List of tasks:
[A] In the passage about Williams, why did he leave active duty even though he didn't like having to?
[B] Output the passage about Williams from "In 2015, Williams" up to and including "VA Medical Center.".

In 2015, Williams left active duty to pursue a certificate program in the premedical sciences at Columbia University. While at Columbia, he continued his service in the Navy Reserves as the Leading Chief Petty Officer to 130 sailors in the New York City Naval Reserve Operational Support Command. Once a week, he also volunteered in the ER at the Lower Manhattan VA Medical Center.

“I didn’t like the fact that I had to leave active duty to set myself up for the next step in my career plans,” Williams explains. “The options that were before me were filled with uncertainty. In fact, if those options didn’t manifest, re-enlisting would have caused a three- to four-year setback goal-wise. I knew that I wouldn’t be happy with myself unless I pursued the best route for me. It would have just eaten away at me until I accomplished this goal, and my wife also knew this to be true.”

Williams continued his education after the certificate program at Columbia by obtaining a master’s
degree in public health. It was at this point that he submitted an application to USU’s F. Edward Hébert School of Medicine and got accepted, putting his goal of becoming a doctor now within arm’s reach.

Supplied entries:
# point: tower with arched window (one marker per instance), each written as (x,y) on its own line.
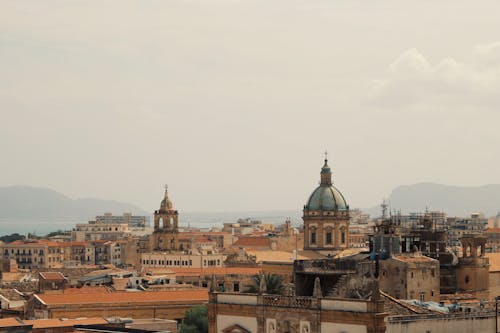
(166,230)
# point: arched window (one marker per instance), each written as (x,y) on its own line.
(313,235)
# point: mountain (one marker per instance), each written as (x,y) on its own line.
(24,202)
(454,200)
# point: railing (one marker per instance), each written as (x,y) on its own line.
(290,301)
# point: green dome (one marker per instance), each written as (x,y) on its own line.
(326,197)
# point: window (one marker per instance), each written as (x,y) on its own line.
(329,237)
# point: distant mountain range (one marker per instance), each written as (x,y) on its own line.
(29,209)
(454,200)
(33,202)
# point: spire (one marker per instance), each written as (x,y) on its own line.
(166,203)
(326,173)
(263,284)
(317,288)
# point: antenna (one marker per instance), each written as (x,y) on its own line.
(384,206)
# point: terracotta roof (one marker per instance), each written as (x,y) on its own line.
(216,271)
(393,307)
(125,297)
(253,242)
(87,290)
(49,323)
(78,243)
(10,322)
(11,295)
(12,277)
(52,276)
(494,259)
(416,258)
(268,255)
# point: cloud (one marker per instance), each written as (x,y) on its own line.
(414,81)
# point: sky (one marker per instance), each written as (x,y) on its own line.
(233,102)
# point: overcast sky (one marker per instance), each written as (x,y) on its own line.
(232,103)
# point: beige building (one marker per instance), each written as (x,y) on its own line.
(326,216)
(252,313)
(410,276)
(34,254)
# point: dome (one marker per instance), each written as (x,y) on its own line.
(326,198)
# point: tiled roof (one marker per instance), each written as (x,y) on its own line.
(268,255)
(87,290)
(415,259)
(49,323)
(124,297)
(394,307)
(494,259)
(12,277)
(216,271)
(10,322)
(52,276)
(11,295)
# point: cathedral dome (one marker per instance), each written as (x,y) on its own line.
(326,196)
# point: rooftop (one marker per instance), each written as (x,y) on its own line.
(124,297)
(50,323)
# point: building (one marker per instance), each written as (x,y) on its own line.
(34,254)
(154,304)
(271,313)
(458,227)
(326,217)
(181,259)
(97,230)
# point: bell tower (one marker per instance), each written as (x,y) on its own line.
(165,233)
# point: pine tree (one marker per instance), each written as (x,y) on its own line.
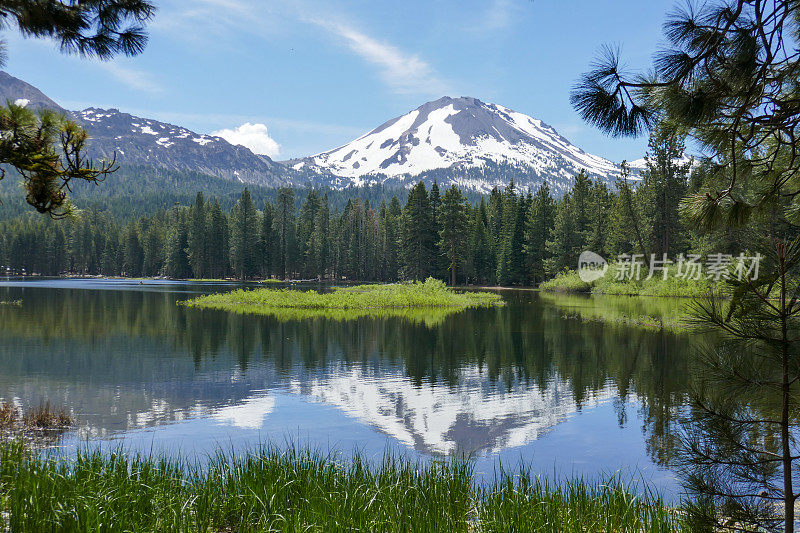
(177,264)
(511,259)
(152,249)
(285,226)
(268,241)
(439,267)
(418,244)
(482,262)
(453,223)
(305,227)
(218,256)
(198,252)
(563,248)
(134,255)
(244,237)
(663,186)
(538,228)
(600,206)
(319,242)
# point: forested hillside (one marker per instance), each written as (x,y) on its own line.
(510,237)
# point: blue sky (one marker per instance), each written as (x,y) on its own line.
(318,73)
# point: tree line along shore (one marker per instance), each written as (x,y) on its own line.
(511,237)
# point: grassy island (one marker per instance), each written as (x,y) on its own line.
(272,489)
(674,287)
(425,301)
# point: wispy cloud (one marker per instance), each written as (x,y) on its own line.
(135,78)
(498,15)
(253,136)
(403,72)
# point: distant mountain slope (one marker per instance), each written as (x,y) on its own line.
(13,89)
(143,141)
(452,138)
(463,141)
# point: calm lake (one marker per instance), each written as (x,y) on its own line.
(528,382)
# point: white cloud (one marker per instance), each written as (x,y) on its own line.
(252,136)
(498,15)
(134,78)
(403,72)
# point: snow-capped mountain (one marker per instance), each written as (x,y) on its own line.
(143,141)
(463,141)
(150,143)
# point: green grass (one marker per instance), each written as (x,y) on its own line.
(652,313)
(429,301)
(296,490)
(569,281)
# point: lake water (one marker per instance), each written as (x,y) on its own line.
(529,381)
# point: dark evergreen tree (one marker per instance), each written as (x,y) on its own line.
(134,255)
(418,243)
(244,240)
(218,245)
(177,261)
(198,238)
(539,225)
(268,241)
(285,226)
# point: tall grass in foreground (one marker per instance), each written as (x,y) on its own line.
(673,286)
(293,489)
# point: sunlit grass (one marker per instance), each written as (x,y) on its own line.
(672,286)
(652,313)
(429,301)
(293,489)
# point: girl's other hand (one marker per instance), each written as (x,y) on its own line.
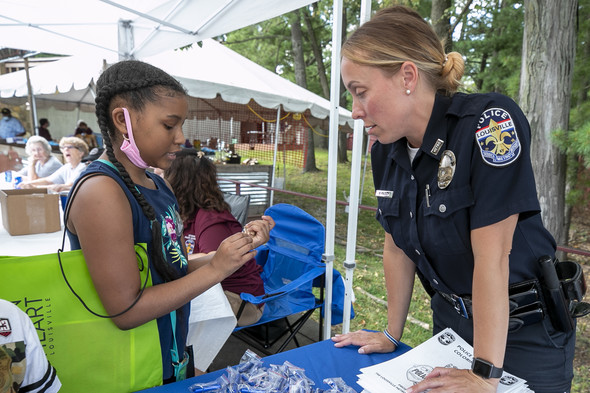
(232,253)
(259,230)
(368,342)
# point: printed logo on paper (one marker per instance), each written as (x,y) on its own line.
(497,138)
(446,338)
(416,374)
(5,329)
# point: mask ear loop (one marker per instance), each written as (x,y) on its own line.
(128,147)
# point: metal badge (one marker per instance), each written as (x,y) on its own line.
(446,169)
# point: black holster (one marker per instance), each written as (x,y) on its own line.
(563,288)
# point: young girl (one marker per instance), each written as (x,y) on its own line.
(140,111)
(207,221)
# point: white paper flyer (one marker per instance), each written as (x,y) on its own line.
(446,349)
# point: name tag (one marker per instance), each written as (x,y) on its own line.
(383,194)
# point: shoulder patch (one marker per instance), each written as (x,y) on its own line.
(497,138)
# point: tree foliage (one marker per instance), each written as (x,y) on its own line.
(488,33)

Exercise results:
[A] His other options were uncertain, and if they didn't work out, re-enlisting would have set his goals back three to four years. He knew he wouldn't be happy with himself unless he pursued the best route for him.

[B]
In 2015, Williams left active duty to pursue a certificate program in the premedical sciences at Columbia University. While at Columbia, he continued his service in the Navy Reserves as the Leading Chief Petty Officer to 130 sailors in the New York City Naval Reserve Operational Support Command. Once a week, he also volunteered in the ER at the Lower Manhattan VA Medical Center.